%%
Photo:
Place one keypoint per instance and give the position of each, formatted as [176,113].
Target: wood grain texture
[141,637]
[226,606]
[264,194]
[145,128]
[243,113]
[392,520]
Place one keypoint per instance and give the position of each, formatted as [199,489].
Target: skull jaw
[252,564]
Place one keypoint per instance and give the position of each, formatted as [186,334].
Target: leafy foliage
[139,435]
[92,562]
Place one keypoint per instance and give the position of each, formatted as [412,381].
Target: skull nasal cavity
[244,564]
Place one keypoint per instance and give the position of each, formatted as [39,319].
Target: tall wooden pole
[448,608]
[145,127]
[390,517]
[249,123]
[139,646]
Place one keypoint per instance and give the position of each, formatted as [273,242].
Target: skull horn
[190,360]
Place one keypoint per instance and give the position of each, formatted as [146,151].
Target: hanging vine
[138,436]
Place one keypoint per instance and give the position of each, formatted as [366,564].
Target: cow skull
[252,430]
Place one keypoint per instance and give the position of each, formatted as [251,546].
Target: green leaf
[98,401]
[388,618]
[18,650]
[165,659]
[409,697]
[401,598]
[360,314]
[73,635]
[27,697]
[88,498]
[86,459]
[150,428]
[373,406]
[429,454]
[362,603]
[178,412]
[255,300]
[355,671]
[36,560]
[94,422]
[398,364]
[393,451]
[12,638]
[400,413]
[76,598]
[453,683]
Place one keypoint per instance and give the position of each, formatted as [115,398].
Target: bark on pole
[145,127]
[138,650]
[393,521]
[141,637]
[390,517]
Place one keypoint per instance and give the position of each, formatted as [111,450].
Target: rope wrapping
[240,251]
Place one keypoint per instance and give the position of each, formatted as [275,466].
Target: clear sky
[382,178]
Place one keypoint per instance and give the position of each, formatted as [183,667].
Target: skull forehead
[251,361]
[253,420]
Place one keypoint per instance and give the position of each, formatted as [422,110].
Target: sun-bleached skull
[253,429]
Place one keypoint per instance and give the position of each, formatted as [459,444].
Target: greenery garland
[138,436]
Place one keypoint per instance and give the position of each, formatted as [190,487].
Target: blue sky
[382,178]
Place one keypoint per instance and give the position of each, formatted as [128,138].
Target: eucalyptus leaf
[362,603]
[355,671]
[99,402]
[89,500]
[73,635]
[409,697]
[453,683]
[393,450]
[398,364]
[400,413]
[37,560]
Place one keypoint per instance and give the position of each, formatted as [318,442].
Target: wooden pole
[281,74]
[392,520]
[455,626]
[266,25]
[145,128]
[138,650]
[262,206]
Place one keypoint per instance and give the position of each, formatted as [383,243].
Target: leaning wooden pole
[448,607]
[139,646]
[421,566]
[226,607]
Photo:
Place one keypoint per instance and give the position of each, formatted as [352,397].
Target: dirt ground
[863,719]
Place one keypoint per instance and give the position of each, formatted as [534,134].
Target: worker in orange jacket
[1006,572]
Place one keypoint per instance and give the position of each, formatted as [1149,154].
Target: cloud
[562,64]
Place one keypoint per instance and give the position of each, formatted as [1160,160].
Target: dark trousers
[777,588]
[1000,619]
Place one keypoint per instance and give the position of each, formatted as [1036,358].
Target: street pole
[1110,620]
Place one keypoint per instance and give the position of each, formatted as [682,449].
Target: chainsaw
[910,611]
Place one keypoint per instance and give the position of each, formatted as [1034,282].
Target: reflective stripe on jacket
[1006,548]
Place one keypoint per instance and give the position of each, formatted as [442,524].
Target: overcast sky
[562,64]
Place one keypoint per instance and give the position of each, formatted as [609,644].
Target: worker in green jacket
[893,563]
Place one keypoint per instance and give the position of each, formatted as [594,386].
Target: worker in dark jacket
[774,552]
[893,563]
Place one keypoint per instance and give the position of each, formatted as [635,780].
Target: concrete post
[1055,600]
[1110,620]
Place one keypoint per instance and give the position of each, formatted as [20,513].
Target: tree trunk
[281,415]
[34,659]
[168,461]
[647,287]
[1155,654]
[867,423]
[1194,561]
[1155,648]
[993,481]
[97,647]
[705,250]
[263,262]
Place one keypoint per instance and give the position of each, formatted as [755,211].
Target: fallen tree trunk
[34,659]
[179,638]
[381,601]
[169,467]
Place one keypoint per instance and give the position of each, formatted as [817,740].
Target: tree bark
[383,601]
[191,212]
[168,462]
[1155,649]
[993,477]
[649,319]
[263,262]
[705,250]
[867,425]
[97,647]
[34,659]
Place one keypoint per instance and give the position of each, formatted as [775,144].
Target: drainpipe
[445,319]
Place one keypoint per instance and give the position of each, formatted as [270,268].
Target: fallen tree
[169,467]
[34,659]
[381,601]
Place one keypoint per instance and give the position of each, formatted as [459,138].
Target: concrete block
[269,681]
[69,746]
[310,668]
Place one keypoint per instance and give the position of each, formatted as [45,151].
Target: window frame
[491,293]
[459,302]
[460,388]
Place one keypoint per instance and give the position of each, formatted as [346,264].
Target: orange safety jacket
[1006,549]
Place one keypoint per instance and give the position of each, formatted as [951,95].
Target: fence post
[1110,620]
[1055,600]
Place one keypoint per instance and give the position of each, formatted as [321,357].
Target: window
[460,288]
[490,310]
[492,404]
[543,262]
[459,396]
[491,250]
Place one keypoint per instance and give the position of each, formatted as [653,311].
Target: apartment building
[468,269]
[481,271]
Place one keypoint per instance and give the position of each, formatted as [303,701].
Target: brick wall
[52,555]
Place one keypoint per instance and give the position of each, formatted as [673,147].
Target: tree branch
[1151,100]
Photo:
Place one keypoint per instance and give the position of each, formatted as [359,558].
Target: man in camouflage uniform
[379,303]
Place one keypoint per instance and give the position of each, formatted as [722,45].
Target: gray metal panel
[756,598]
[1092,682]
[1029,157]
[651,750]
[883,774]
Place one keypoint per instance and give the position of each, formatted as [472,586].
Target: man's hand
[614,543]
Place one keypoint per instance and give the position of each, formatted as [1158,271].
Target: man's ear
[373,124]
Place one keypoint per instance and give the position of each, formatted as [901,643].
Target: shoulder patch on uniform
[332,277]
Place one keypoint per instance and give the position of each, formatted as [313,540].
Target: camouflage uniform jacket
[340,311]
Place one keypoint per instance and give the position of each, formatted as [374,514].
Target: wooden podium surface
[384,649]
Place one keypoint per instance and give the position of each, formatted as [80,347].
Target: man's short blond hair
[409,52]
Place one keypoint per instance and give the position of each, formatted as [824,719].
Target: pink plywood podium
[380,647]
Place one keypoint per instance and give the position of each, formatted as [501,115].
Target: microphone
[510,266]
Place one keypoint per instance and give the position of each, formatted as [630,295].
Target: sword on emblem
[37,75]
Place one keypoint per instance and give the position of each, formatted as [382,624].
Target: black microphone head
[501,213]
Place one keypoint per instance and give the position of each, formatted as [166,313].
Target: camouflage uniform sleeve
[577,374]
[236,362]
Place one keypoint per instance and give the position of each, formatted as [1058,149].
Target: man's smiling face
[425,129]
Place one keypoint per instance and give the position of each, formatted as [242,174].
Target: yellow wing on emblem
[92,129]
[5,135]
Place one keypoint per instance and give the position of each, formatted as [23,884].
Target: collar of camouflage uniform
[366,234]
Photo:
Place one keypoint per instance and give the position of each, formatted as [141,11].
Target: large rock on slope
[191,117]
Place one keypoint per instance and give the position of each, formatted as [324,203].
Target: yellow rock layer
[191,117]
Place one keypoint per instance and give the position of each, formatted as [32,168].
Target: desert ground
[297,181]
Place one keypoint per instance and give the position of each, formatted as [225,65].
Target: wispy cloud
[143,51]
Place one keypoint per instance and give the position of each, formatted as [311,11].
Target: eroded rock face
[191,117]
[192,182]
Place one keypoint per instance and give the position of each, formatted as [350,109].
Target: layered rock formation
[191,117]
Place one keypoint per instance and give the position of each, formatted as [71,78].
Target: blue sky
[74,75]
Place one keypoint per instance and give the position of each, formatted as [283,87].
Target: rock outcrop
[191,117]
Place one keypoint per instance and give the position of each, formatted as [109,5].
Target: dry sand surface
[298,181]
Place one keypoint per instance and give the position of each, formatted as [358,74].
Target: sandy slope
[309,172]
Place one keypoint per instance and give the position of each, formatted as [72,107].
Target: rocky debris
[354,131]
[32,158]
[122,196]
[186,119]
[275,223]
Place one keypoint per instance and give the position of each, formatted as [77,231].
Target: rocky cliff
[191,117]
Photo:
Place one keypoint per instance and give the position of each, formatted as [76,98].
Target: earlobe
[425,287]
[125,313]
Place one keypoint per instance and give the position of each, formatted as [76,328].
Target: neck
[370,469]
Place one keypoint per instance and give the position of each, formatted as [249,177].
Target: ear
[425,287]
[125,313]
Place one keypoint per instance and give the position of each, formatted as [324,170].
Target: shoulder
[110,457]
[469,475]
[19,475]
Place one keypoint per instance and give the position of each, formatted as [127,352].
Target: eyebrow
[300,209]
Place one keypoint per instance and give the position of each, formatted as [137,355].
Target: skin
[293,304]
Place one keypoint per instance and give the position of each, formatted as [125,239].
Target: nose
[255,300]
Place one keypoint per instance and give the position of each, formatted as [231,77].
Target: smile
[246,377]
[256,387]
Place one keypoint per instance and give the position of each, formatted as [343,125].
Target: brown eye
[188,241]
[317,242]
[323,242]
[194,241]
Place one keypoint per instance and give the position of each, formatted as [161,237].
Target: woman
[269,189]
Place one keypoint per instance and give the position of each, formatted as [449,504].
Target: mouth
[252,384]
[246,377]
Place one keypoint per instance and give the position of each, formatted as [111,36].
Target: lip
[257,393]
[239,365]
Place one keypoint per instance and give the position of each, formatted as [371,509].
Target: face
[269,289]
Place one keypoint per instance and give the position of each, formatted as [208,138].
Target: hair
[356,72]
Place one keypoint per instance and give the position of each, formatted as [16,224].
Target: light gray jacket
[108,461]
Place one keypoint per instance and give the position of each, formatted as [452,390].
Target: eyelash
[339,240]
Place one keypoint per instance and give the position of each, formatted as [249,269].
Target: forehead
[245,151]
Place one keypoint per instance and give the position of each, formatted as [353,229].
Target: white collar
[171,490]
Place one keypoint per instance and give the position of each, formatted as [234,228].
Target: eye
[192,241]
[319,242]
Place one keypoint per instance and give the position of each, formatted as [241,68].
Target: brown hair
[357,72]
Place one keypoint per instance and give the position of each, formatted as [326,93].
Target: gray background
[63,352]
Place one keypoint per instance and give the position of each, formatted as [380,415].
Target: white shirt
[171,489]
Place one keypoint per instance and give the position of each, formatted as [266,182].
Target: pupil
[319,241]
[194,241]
%%
* WRITTEN EXERCISE: Copy everything from the line containing "formatted as [452,390]." down to the end of the records, substituting "marker" for each occurrence of "keypoint" and leaving every other detail untouched.

* REPLY:
Place one marker per instance and give the position of each, formatted as [452,390].
Target: eyelash
[339,240]
Place one marker per instance and give the position of each, formatted as [249,269].
Target: forehead
[245,151]
Place one marker per instance and give the position of each, formatted as [353,229].
Target: white collar
[171,490]
Place one marker per instance and give the position of each, formatted as [234,228].
Target: eye
[192,241]
[319,242]
Place one marker per instance and give the position of each, formatted as [241,68].
Target: brown hair
[357,72]
Place one marker per instance and give the position of each, formatted as [326,93].
Target: gray background
[63,352]
Place one marker per instance and give the position of each, formatted as [380,415].
Target: white shirt
[171,489]
Place one marker per instance and give the position of each, formatted as [266,182].
Target: pupil
[319,241]
[194,241]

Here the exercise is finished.